___ DOCUMENT TEXT
Are you a Die-Hard when it comes to film?

Exactly my thoughts, too. Comparing film-based photography and sensor-based digital imaging is like comparing apples and oranges. That the "taking-devices" look similar and use mostly the same lenses doesn't make it similar.

About film, this 4x5 thing is getting more and more interesting ...


Do it ... everything about it is brilliant. From loading the film holders in a dark bag to remembering to remove the dark slide before exposing (or removing it with the shutter still open after focusing :bang:) to finally seeing those 4x5 negatives hanging to dry. Not to mention the fun of carrying around a camera that weighs five pounds that's an absolute blast to use and you also get to use that tripod someone bought you a couple of years ago for your birthday.

Large format is like making love ... digital is like a quickie in the back of the car on the way home from the movies! :p
 
Because it is magic....
is not like computer processing or anything, you have to do it yourself, and no matter how you do it you know that each print will be slightly diferent to the other.

I think that digital cameras will someday be able to imitate all the visual magic that we love about the film image. Image sensors are becoming more sensitive and able to meet or surpass the dynamic range of film. Processing software is becoming more sophisticated in it's ability to imitate the look
of different film types. All in all, we will be able to do anything with a digital camera that we used to do with a film camera! We can even learn the art quicker and easier with digital. I dare say, we may also be able to enjoy photography with a digital camera!

My question is why do we love film and dread it's passing? I have been buying film processing equipment on Ebay to take over when my favorite lab gets out of the business. (By the way, good time to buy mini-lab processors. My favorites are the Photo-therm Super Sidekicks, which are much more of a
bargain than any of the Jobo processors.) Do I sound like a nut or are there others out there willing to spend several hundred dollars to process their own film?

P.S. I love my digital cameras: Leica M8 and Canon 40D
 
The issue with digital for me has been somewhat less about the quality of the images the things spit out (awfully good by now with the upper-crust models), but with the ways the cameras work when in my hands. The intuitiveness of cameras such as my Hexar RFs, IMO, wipe the floor with every pro and mid-level dSLR I've ever come across. Drilling though menus gets a bit old when you're doing it for the fifth time in half that many hours. The above statement, of course, is predicated on my understanding of film's strengths and weaknesses.
______
___ COLLECTED MATERIAL
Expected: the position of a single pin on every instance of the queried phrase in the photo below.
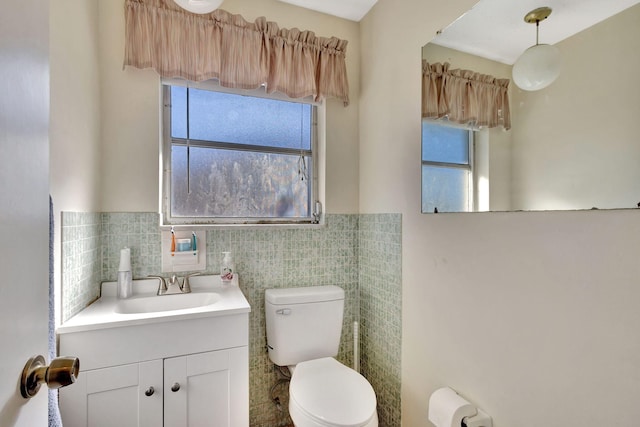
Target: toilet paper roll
______
COMPLETE THE FOLLOWING -
1. List every camera model named in the film-versus-digital thread.
2. Reproduce the film-versus-digital thread word for word, from "My question is" down to "their own film?".
3. Write what follows the final post of the film-versus-digital thread.

ANSWERS -
1.
Leica M8
Canon 40D
Hexar RF

2.
My question is why do we love film and dread it's passing? I have been buying film processing equipment on Ebay to take over when my favorite lab gets out of the business. (By the way, good time to buy mini-lab processors. My favorites are the Photo-therm Super Sidekicks, which are much more of a
bargain than any of the Jobo processors.) Do I sound like a nut or are there others out there willing to spend several hundred dollars to process their own film?

3.
- Barrett
 
Do it ... everything about it is brilliant. From loading the film holders in a dark bag to remembering to remove the dark slide before exposing (or removing it with the shutter still open after focusing :bang:) to finally seeing those 4x5 negatives hanging to dry. Not to mention the fun of carrying around a camera that weighs five pounds that's an absolute blast to use and you also get to use that tripod someone bought you a couple of years ago for your birthday.

Large format is like making love ... digital is like a quickie in the back of the car on the way home from the movies! :p

That all sounds promising !! :):) A Crown Graflex might be a good start, I guess ?
 
yup... after spitting up blood for 2 days after a long darkroom session I "went digital" for 4 years... then I started shooting C41 b&w and started scanning... a nice compromise IMO. I love film and film cameras.

Film may be dead... but it is a slow death... so until it doubles in price and full frame digitals are $500 I keep using it... and when FF digitals are $500... I'm sure they will be damn good too.

The term 'die hard to' me suggests a slightly closed mind and an inability to move on from familiarity. I personally prefer the look of film but I wouldn't consider myself locked into it and I've spoken to several people who encountered health problems associated with endless hours spent in poorly ventilated darkrooms.

Digital is in it's infancy compared to how long photographers have been using silver and it's inability to mimick film perfectly is not coincidental ... the majority of the population don't want it to! They want sharp oversaturated images like the ones they see on their flat screen plasmas or LCD's ... film's dead! :p (there I said it)
 
I am not in the least a diehard. I use both film and digital (mostly Leicas in both cases) and I'm very happy with some of the colour shots I've made with the M8. But the great majority of my favourite shots are wet-printed black and white.

My wife, on the other hand, never uses digital if she can avoid it.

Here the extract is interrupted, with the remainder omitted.